Excerpts from a point labeling dataset:
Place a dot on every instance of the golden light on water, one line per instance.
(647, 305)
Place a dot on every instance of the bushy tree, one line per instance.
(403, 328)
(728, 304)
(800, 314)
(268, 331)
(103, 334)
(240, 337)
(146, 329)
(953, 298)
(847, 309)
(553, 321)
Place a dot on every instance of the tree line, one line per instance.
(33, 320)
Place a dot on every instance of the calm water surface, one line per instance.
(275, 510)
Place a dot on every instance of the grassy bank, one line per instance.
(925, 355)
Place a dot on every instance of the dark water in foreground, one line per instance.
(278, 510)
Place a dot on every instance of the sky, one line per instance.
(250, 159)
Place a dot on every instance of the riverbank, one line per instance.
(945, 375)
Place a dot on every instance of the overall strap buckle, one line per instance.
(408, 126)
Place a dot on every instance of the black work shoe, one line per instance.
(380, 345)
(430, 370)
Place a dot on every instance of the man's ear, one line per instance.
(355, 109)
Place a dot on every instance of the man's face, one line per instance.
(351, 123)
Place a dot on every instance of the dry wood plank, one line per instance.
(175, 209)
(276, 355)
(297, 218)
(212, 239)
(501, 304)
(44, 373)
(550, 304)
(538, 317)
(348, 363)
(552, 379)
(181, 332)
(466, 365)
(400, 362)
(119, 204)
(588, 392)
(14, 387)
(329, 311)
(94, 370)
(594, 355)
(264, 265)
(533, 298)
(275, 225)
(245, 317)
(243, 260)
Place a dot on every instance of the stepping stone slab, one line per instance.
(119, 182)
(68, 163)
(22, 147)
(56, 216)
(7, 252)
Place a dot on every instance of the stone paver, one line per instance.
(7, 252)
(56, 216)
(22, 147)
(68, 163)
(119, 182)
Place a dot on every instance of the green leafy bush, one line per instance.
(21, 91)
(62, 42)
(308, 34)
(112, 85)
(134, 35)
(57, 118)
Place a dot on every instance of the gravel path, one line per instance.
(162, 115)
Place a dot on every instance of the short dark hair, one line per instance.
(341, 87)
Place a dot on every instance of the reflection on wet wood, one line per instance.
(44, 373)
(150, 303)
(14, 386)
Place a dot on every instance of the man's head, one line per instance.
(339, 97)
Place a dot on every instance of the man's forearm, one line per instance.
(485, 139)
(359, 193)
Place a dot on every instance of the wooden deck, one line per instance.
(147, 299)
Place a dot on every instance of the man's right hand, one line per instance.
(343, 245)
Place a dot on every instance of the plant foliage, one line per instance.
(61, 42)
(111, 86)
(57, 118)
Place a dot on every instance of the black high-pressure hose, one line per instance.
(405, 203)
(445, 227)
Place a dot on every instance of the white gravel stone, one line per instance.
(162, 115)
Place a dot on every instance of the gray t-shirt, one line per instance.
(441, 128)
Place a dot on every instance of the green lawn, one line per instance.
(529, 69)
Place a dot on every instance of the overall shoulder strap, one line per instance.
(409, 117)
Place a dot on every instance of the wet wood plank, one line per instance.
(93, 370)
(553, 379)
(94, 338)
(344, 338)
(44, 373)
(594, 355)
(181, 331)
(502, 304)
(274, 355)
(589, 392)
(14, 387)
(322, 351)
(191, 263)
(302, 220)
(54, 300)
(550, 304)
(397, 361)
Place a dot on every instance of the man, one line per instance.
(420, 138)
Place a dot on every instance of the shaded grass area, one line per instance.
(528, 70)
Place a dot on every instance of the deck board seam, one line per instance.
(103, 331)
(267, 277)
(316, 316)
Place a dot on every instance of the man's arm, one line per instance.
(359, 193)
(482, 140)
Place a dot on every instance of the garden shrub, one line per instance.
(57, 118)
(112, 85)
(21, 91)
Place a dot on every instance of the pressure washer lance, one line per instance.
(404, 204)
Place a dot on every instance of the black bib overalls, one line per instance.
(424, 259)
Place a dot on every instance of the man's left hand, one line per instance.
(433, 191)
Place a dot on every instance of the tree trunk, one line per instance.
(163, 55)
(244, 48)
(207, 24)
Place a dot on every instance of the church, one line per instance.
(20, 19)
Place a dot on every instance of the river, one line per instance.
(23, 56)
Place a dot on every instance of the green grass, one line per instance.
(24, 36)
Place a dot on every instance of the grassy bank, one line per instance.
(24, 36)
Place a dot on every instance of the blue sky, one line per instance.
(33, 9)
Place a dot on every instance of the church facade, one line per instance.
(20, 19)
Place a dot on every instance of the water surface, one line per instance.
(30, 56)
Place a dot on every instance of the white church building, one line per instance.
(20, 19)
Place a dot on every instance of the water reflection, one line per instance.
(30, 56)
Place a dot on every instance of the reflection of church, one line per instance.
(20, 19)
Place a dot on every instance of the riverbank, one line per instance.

==

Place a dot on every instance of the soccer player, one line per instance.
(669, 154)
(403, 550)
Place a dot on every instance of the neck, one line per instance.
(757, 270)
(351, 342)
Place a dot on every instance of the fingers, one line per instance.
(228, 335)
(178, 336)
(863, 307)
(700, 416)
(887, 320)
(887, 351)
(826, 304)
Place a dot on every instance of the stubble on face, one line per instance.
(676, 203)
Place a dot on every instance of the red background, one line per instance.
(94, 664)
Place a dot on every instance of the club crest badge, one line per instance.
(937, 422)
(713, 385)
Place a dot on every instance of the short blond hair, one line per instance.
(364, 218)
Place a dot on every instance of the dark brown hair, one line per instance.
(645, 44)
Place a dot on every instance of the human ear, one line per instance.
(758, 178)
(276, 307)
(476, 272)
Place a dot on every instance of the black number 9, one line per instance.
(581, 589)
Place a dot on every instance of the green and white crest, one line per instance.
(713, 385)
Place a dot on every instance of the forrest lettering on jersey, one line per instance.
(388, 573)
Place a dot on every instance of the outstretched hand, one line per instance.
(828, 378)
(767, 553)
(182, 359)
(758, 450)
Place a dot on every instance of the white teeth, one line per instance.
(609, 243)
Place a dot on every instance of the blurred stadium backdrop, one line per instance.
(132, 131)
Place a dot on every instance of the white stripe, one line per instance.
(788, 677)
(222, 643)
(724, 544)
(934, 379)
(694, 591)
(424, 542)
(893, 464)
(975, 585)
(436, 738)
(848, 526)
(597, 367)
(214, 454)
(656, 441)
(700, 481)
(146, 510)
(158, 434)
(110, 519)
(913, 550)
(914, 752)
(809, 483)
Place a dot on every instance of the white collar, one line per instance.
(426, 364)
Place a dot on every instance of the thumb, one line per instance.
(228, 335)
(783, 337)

**WRITTEN TASK**: Please count the lines in the records above that contain the string "gravel", matching case exactly, and reply with only the number.

**COMPLETED EXERCISE**: 2